* **AIM OF THE TASK**:
The lines you return should be those containing the string "dirt", taken from the data below.

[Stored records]

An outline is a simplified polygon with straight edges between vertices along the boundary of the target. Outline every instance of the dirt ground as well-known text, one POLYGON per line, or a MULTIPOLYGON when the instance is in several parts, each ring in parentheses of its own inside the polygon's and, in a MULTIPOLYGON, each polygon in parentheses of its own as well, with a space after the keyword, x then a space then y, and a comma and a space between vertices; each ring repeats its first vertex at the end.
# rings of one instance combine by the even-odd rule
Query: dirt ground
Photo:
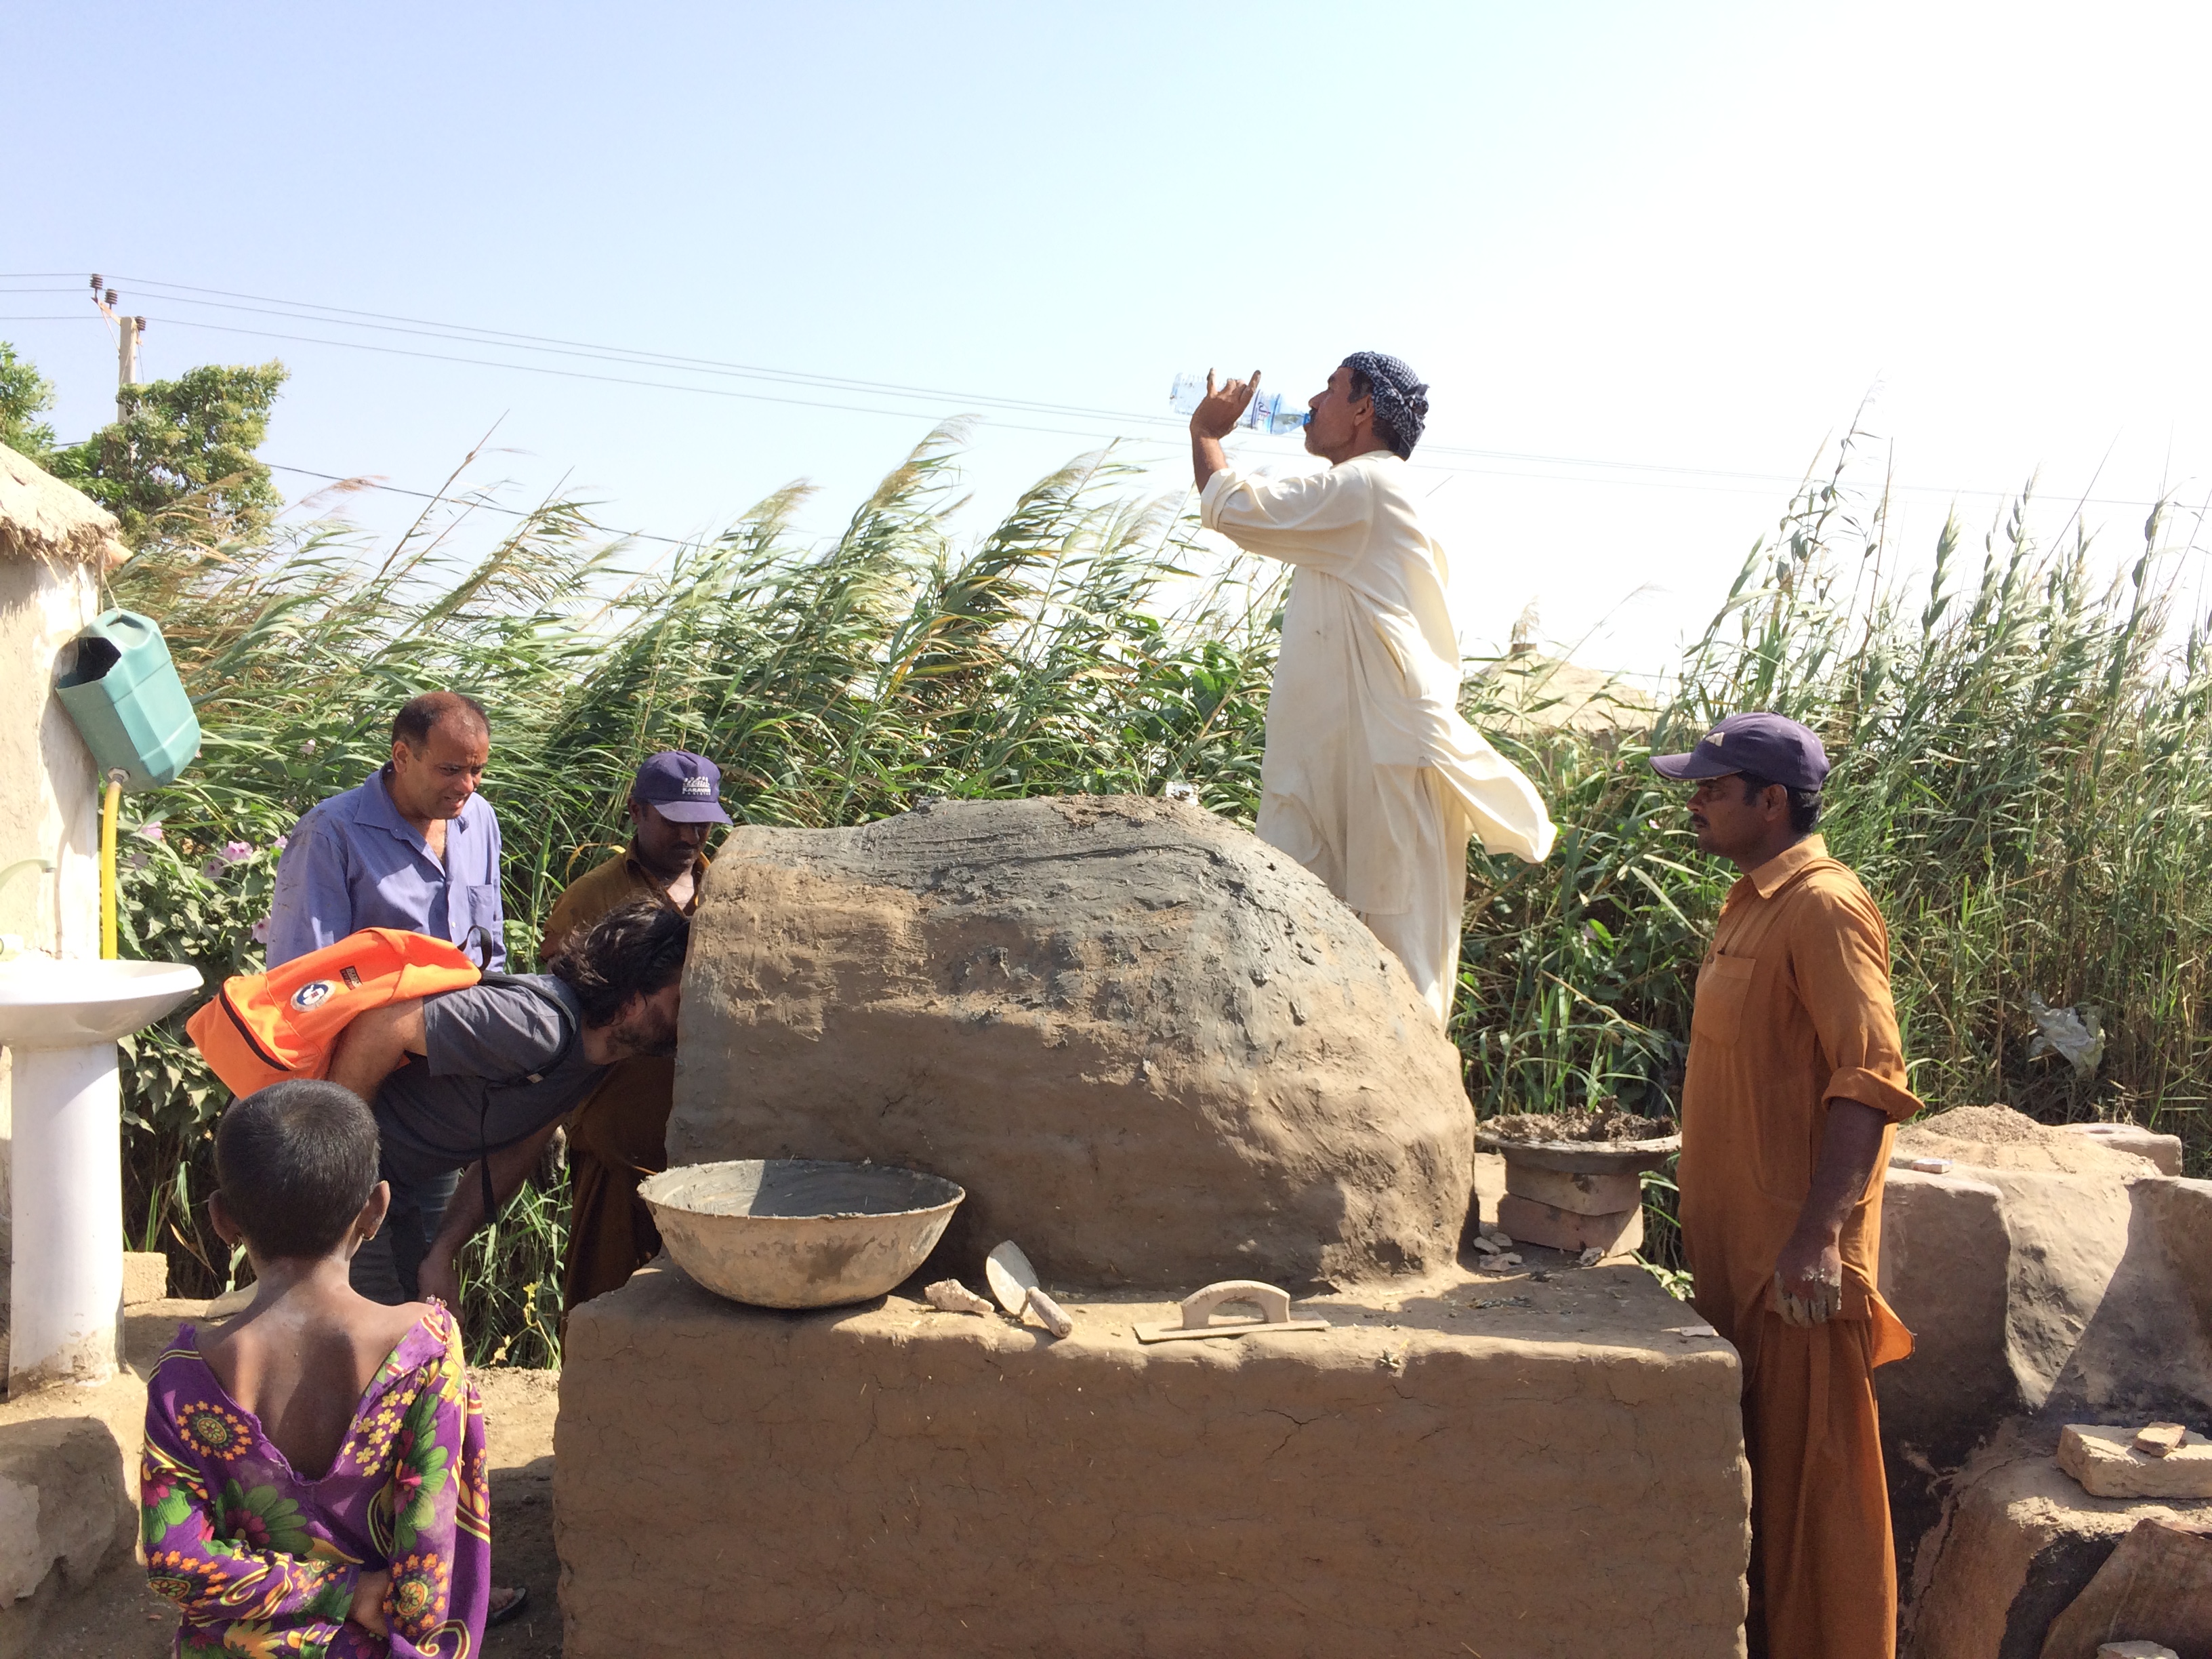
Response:
MULTIPOLYGON (((176 1330, 186 1304, 162 1304, 177 1316, 134 1312, 131 1359, 144 1371, 176 1330)), ((559 1378, 551 1371, 482 1370, 477 1374, 491 1442, 492 1582, 530 1591, 521 1615, 488 1632, 484 1659, 559 1659, 560 1563, 553 1553, 553 1415, 559 1378)), ((40 1651, 54 1659, 156 1659, 170 1650, 176 1619, 146 1589, 146 1572, 125 1561, 93 1594, 73 1600, 46 1620, 40 1651)))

* **RESULT**:
An outline is a simplified polygon with straight edges between vertices along the boundary of the target. Outline every instance of the dirt ground as well-known text, one POLYGON per line, or a MULTIPOLYGON when the instance is in several parts, each ring in parentheses of its own inside the polygon's and, in a MULTIPOLYGON, each polygon in parentheses of its own as well, with a space after the keyword, x then a space then y, and a comma and a space between vertices; each ring repeats its first vertex at the end.
Query: dirt ground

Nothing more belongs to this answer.